# WHAT NEEDS TO BE DONE
Locate every line below that contains the word "type" and reproduce each of those lines in full.

□ □ □

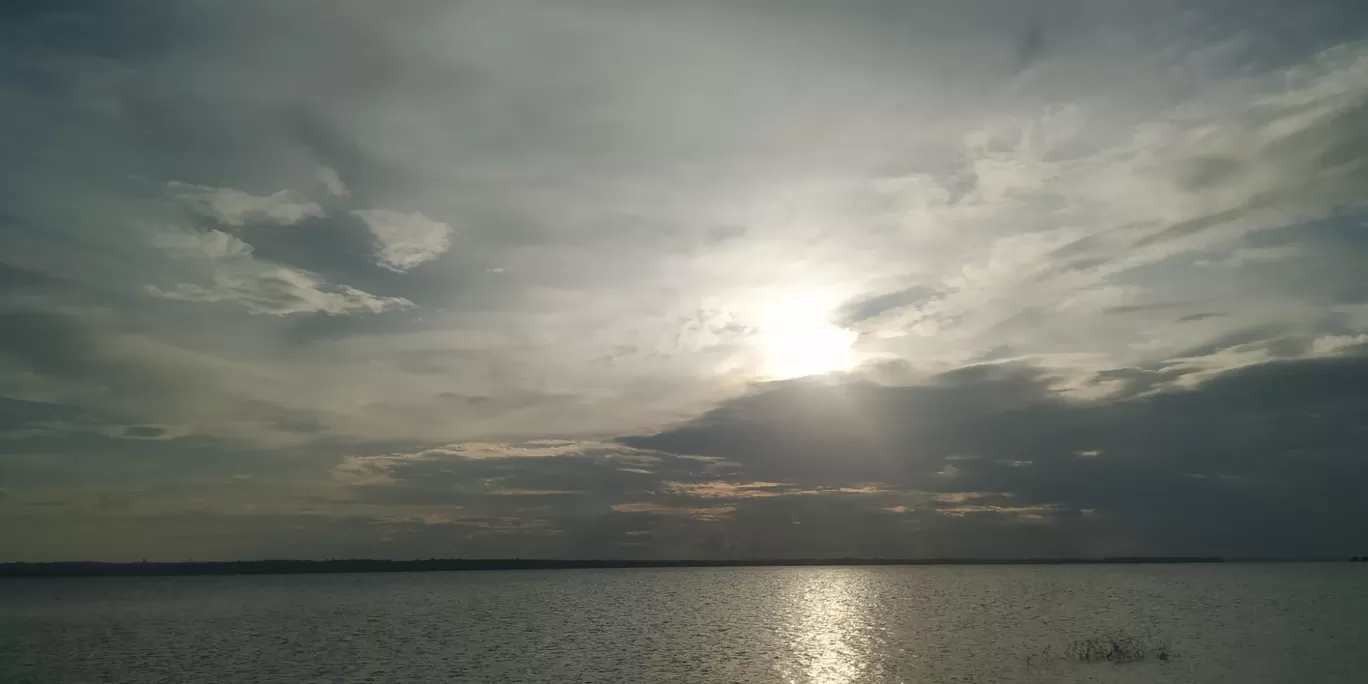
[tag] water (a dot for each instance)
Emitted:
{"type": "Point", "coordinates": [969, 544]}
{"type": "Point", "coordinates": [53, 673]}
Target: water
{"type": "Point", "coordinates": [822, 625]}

□ □ □

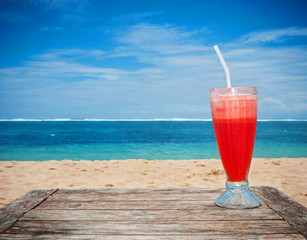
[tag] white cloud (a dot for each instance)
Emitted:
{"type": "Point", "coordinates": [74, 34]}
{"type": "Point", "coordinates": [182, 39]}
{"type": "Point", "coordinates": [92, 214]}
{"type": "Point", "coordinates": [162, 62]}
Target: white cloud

□ □ □

# FINISHED ANSWER
{"type": "Point", "coordinates": [969, 544]}
{"type": "Point", "coordinates": [53, 673]}
{"type": "Point", "coordinates": [822, 625]}
{"type": "Point", "coordinates": [74, 34]}
{"type": "Point", "coordinates": [182, 39]}
{"type": "Point", "coordinates": [92, 214]}
{"type": "Point", "coordinates": [162, 62]}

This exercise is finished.